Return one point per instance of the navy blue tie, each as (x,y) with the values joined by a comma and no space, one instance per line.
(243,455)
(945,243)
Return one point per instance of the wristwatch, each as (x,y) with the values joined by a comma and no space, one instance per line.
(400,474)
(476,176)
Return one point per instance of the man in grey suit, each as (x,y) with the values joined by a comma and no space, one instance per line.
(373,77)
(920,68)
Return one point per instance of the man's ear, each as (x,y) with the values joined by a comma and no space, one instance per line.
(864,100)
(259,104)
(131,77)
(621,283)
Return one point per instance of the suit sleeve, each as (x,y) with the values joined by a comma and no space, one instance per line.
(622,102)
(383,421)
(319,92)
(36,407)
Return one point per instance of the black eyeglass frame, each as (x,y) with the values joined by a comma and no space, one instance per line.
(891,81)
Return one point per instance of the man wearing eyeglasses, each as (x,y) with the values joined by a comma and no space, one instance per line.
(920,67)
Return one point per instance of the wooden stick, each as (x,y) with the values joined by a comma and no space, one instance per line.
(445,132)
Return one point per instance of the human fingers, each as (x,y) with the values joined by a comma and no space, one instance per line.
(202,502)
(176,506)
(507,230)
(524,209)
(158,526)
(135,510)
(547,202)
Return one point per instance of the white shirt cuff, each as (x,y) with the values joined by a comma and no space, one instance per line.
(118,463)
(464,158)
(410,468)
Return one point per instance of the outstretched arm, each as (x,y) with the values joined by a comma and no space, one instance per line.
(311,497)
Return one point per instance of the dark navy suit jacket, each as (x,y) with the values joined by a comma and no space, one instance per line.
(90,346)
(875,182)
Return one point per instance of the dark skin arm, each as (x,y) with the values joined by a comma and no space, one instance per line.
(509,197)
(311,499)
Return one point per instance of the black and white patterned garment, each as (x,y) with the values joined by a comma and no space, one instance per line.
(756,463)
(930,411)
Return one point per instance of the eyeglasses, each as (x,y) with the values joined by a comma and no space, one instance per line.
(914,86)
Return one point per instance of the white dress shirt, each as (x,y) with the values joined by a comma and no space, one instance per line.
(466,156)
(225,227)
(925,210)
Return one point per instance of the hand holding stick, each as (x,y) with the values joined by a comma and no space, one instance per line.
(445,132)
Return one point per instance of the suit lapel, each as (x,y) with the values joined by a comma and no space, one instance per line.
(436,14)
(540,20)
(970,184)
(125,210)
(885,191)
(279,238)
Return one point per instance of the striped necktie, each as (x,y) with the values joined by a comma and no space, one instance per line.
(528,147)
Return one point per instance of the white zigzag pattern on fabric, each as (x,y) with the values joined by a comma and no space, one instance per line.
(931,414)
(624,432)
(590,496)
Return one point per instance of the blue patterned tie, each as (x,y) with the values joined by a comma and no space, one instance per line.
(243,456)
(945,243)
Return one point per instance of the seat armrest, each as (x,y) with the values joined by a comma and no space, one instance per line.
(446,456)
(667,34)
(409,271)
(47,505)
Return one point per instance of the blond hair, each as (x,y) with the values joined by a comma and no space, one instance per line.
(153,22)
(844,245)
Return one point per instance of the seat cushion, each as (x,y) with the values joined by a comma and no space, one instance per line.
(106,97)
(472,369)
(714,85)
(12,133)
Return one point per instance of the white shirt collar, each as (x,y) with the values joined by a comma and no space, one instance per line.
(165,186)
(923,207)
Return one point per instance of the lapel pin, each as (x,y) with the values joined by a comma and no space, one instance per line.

GIVEN TASK: Above are some records; extract every one of them exactly.

EXERCISE SOLUTION:
Return one point per instance of the navy blue tie, each as (x,y) with the values joined by a comma and no space, one instance per line.
(243,455)
(945,243)
Return one point per instance of the wristwatch, each as (x,y) with the values joined by a comma and no space, one instance per line.
(400,474)
(476,176)
Return one point per instance of the man in grey suit, each as (x,y) with the values joined by a comma and no space, one instance per line.
(373,77)
(920,68)
Return one point per instance of the man's ear, each as (x,y) with the values joined by a comma and no space, one instance per line.
(864,100)
(259,104)
(131,77)
(621,283)
Return one point per instance of the suit sleeve, each as (x,y) with the values joined by a comma and no space, one instance per line.
(622,102)
(383,421)
(319,92)
(36,407)
Return one point per instance of the black eyeglass frame, each as (x,y) with the values joined by a comma and no space, one instance per line.
(891,81)
Return one point per instance of the man wearing eyeglasses, each as (x,y) with the values joined by a comma and no space, one instance per line.
(920,67)
Return one point per instance of the wooden stick, each as (x,y) with the values joined by a comma and no space, one instance per line.
(445,132)
Return one point per instance of the human fingers, each as (x,y) with the values joined by a comma and no space, one instance per line.
(202,502)
(176,506)
(507,230)
(524,209)
(158,526)
(135,510)
(547,202)
Return one point per instance of the white shirt cuff, each as (x,y) with the values joined by a comma and no space, one instance per line.
(118,463)
(464,158)
(410,468)
Return one point per instance of the outstretched arm, each as (x,y) with the values joined by a comma and no space, one instance per line.
(311,497)
Return one point per instance of the dark navy suit jacket, each as (x,y) with the values joined by a comma and no space, one instance per line.
(90,346)
(875,182)
Return one point per instance of the dark skin arm, each as (x,y) with the values joined by a comma and no space, one instance per line.
(509,197)
(311,499)
Return one point per instance of the black and white patterned garment, each as (x,y) with the values joined by a comma and no space, one instance per line.
(756,463)
(930,411)
Return one point per instance of the eyeglasses, each as (x,y) with the values joined by a comma and no space, one instance per line.
(914,86)
Return one point per instance of the white dress shirt, each as (x,y) with the values joined by a comma and no space, one instance per line.
(466,156)
(225,227)
(925,210)
Return one point per instance of the hand holding stick, each as (x,y) with the values joined by a comma and no space, one instance per line.
(445,132)
Return one point per instance of the suit lapel, each as (x,y) with the values joined by a comma and no space, one instance per line.
(436,14)
(540,20)
(970,184)
(125,210)
(885,191)
(279,238)
Return one point per instance of the striped necktie, each as (x,y) with the values joined by a comma and no space, one instance per line.
(528,147)
Return one point per instance of the white zigzag pattern on fabric, each as (x,y) with the values joined by a comma and no space, one instance per line.
(931,414)
(624,432)
(590,496)
Return one point per instance of the blue patterned tie, each as (x,y) with the values joined by a comma and no space, one instance per line.
(243,456)
(945,243)
Return one point per instance of the seat armrest, each as (x,y) with the values joined by a comma and no space, one instance per line.
(446,456)
(667,34)
(409,271)
(47,505)
Return one point per instance of the blond hair, each as (x,y) with the values joined by a comma and no space, one instance per line.
(153,22)
(844,245)
Return one point per instance of the seat cushion, each as (x,y) with the values joined by a comma and no space, one instance per line.
(106,97)
(472,369)
(714,85)
(12,133)
Return one point per instance of the white shirt collar, each as (x,y) with the values joined by a comma and no space, one instance per line.
(165,186)
(923,207)
Return one point per instance of the lapel pin, each as (x,y) with the values joined by a comma and no space, one instance per line.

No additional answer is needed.